------ Data section
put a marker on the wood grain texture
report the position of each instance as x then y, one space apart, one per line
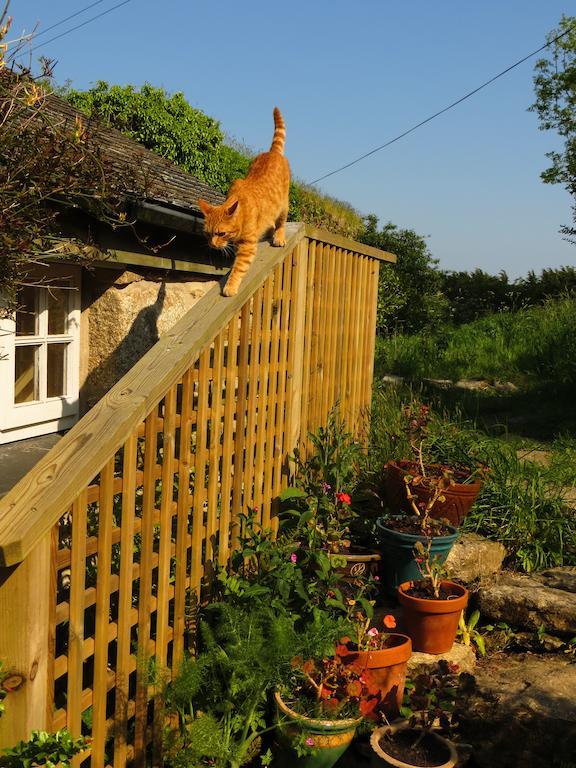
37 501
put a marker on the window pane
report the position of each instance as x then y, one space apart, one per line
56 375
27 312
58 299
26 374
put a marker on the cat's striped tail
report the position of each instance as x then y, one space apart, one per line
279 133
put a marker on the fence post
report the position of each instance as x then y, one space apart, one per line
26 595
296 370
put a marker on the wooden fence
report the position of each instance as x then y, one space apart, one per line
106 544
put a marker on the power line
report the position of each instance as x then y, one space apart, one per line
53 26
83 24
450 106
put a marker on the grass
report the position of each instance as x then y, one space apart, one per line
522 502
523 347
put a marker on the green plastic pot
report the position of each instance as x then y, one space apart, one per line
398 562
331 738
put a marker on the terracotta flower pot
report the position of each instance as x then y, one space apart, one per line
380 758
330 738
432 624
458 498
388 670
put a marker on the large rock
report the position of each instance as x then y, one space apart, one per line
523 714
474 557
528 602
125 319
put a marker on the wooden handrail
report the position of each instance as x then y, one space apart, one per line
36 502
32 507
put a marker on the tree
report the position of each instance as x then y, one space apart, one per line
409 293
555 105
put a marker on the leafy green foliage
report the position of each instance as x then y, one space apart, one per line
46 166
555 89
409 294
528 345
220 697
42 748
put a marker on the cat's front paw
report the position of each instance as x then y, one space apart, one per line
230 290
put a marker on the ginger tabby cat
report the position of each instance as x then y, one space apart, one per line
254 206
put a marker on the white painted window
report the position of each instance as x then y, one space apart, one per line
39 356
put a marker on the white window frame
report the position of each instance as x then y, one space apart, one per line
47 414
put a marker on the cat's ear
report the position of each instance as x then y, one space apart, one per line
232 208
204 206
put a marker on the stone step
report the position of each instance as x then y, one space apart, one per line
529 602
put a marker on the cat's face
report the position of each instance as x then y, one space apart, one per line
220 223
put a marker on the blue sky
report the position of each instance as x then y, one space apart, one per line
348 77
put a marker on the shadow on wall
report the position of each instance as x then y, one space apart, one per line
140 337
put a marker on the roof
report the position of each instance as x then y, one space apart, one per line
167 183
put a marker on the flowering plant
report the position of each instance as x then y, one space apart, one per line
332 688
368 638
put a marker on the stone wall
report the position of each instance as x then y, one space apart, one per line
124 314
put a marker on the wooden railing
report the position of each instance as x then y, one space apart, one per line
107 544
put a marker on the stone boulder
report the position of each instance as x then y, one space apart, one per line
523 713
475 557
530 601
460 654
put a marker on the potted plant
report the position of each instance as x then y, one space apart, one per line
422 476
218 702
321 504
400 535
319 709
429 708
383 654
432 605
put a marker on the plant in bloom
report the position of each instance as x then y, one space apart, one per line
334 685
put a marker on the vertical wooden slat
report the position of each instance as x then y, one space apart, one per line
281 470
215 453
76 619
184 455
241 418
296 351
349 358
164 558
228 439
125 600
273 436
263 381
253 398
310 291
145 591
100 688
200 459
317 341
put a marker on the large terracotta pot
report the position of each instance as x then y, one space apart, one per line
380 758
432 624
388 671
458 498
331 737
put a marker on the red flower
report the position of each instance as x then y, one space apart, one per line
344 498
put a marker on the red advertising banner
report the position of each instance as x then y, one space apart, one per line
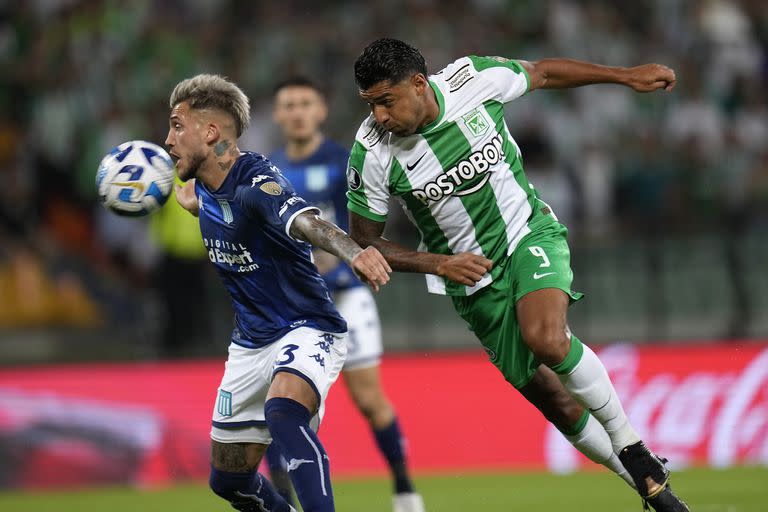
149 423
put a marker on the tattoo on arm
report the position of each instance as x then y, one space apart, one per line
324 235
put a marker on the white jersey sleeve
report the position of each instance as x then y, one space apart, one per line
508 77
368 172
------------
**Task to carry out**
All of the data above should be transcribed verbatim, with pictures omitted.

**Written solution**
put a marker on the wood grain texture
report the position of each instance as x then y, one space apart, one per line
37 501
put a marker on the window pane
report the position of each instance as x then y, one space apart, one per line
56 375
27 312
58 299
26 374
put a marker on the cat's striped tail
report the position of each instance as x then y, one space apart, one per line
279 133
put a marker on the fence post
report the position of each instance as x then y, one space apart, one per line
26 595
296 370
put a marker on the wooden fence
report the position of each instance as x then y, one space apart, one per line
106 544
put a marker on the power line
report the position of each instance as x then y, one space apart, one per line
53 26
83 24
450 106
put a marker on the grass
report the position of each instance as x then y, one space apart, one per line
522 502
523 347
put a marker on the green plastic pot
report the position of each instance as x then y, one space apart, one per line
398 562
331 738
put a marker on the terracotta flower pot
report the position of each instance as x then y, one space apart, one per line
380 758
330 738
432 624
458 498
388 670
put a marker on the large rock
report the position of each instance as x then y, one space apart, one per line
523 714
474 557
528 602
125 319
put a marker on the wooden handrail
report the position of each instance as x then y, one space apart, one per line
36 502
32 507
put a marker on the tree
report the position of each instance as x then y, one space apart, one per line
409 293
555 105
put a marker on the leafy green foliage
report the position of each instance as x then y, one space apart, one per line
46 166
555 89
409 294
528 345
220 697
42 748
put a marker on the cat's front paw
report the position of each instance as x then y, one space apart, one per line
230 290
put a marker on the ginger tabby cat
report the position of each instance as x then y, one space apart, one per line
254 206
put a marker on the white painted window
report the position of each instance as x then y, one space apart, one per line
39 356
put a marker on the white window frame
report the position of each instance as x then y, one space apart, one per line
47 414
put a marker on the cat's ear
report the position of each instance as x then y, one space apart, one per line
232 208
204 206
put a marker on the stone step
report the position of each instance as x then y, one space apart, one per line
529 602
put a marker on the cat's face
report the position of each instance as x then y, one space apart, one per line
220 223
put a marker on the blue sky
report the position of each instance as x then y, one space apart, one per line
348 77
put a marker on the shadow on wall
report the position of each instance as x then y, one space apart, one per line
140 337
put a marker on the roof
report the position of each instance as x then y, one space apart, one per line
167 183
put a marker on the flowering plant
report the position of each instance as x then y, one space apart, one per line
332 688
368 638
put a marker on the stone wall
report the position of each instance as x then y, one space apart, one per line
124 314
put a marker on the wooden railing
report the position of each instance as x then y, one space apart, one per line
107 544
put a marker on the stone boulder
report the position of each instance as x then y, one space apart, one per line
523 713
475 557
530 601
460 654
put a marker on the potted plant
report the position of each instance as x then y, one space apart, one per line
422 476
218 702
321 504
400 535
319 709
429 708
383 654
432 605
put a marker on the plant in bloom
report the position of each instance as x then y, one space apart, one per line
334 685
put a marker on the vertical wooden slat
report the position of each instance as x then y, one space apart, one per line
281 470
215 453
76 619
184 455
241 418
296 351
349 358
164 558
228 439
125 600
273 436
263 381
253 398
310 291
145 591
100 688
200 459
317 341
put a marker on the large terracotta pot
report the position of each instance as x then y, one space apart, one per line
380 758
432 624
388 671
458 498
331 737
put a marker on the red flower
report the position of each instance as x then y, one space apart, one per line
344 498
put a marker on the red advertising banner
report the position of each instance as x then y, one space apart, one per line
149 423
put a marker on the tattoo on arm
report the position of each instance as x then y, one space apart, one per line
324 235
put a marker on the white jersey sleeve
report the position of each instance as x then y, one space apart, one per line
508 77
368 172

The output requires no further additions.